Exercise instructions: Each line from the one containing "Return the mask for every instance of the road" through the last line of the data below is to be written out verbatim, and nothing more.

Raw data:

- - -

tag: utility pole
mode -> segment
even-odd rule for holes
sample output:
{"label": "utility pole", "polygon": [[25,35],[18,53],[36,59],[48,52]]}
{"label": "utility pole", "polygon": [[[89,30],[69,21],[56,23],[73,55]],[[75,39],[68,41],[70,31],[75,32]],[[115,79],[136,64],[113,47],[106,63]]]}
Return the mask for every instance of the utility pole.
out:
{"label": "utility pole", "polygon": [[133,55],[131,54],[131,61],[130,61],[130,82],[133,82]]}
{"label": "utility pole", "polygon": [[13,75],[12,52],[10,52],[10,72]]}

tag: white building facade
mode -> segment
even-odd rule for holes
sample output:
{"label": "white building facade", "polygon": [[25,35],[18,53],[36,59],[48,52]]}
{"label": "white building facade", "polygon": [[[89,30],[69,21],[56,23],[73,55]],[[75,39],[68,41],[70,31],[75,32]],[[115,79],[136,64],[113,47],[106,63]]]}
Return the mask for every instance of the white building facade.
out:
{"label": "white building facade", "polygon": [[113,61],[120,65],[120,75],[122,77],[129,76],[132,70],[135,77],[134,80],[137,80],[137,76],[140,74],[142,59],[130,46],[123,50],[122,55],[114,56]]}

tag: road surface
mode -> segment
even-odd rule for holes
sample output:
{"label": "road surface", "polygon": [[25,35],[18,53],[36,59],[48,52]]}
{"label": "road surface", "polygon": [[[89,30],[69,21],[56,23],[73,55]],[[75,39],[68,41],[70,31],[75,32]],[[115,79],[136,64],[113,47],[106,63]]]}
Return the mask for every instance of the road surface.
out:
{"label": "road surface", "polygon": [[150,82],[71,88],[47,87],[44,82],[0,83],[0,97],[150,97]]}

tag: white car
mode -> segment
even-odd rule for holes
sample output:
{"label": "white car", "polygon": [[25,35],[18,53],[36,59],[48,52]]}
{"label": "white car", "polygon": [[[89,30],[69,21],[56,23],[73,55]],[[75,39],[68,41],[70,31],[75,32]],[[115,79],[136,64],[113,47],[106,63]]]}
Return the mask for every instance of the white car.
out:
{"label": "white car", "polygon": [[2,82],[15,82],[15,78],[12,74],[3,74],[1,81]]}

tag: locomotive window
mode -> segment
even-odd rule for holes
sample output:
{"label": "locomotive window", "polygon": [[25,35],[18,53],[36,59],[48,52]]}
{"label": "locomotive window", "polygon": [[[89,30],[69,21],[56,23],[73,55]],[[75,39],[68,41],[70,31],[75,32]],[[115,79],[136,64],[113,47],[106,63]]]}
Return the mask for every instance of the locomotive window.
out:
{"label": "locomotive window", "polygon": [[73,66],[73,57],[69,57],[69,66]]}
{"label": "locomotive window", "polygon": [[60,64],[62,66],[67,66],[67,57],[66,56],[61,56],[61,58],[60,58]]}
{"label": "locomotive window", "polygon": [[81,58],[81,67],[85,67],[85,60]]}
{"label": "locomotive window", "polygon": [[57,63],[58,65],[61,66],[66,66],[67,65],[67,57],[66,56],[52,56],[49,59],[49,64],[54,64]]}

- - -

Result for this exercise:
Return the mask for every instance of the road surface.
out:
{"label": "road surface", "polygon": [[150,82],[71,88],[47,87],[44,82],[0,83],[0,97],[150,97]]}

tag: white car
mode -> segment
even-odd rule for holes
sample output:
{"label": "white car", "polygon": [[25,35],[18,53],[36,59],[48,52]]}
{"label": "white car", "polygon": [[[89,30],[69,21],[56,23],[73,55]],[[75,39],[68,41],[70,31],[75,32]],[[115,79],[136,64],[113,47],[106,63]]]}
Return the mask for every instance of the white car.
out:
{"label": "white car", "polygon": [[2,82],[15,82],[15,78],[12,74],[3,74],[1,81]]}

tag: locomotive window
mode -> segment
even-odd rule for holes
sample output:
{"label": "locomotive window", "polygon": [[25,35],[18,53],[36,59],[48,52]]}
{"label": "locomotive window", "polygon": [[[89,30],[69,21],[56,23],[73,55]],[[75,39],[68,41],[70,31],[75,32]],[[115,79],[136,64],[113,47],[106,63]]]}
Return the mask for every instance of the locomotive window.
out:
{"label": "locomotive window", "polygon": [[73,66],[73,57],[69,57],[69,66]]}
{"label": "locomotive window", "polygon": [[60,64],[62,66],[67,66],[67,57],[66,56],[61,56],[61,58],[60,58]]}
{"label": "locomotive window", "polygon": [[81,58],[81,67],[85,67],[85,60]]}
{"label": "locomotive window", "polygon": [[57,63],[58,65],[61,66],[66,66],[67,65],[67,57],[66,56],[52,56],[49,59],[49,64],[54,64]]}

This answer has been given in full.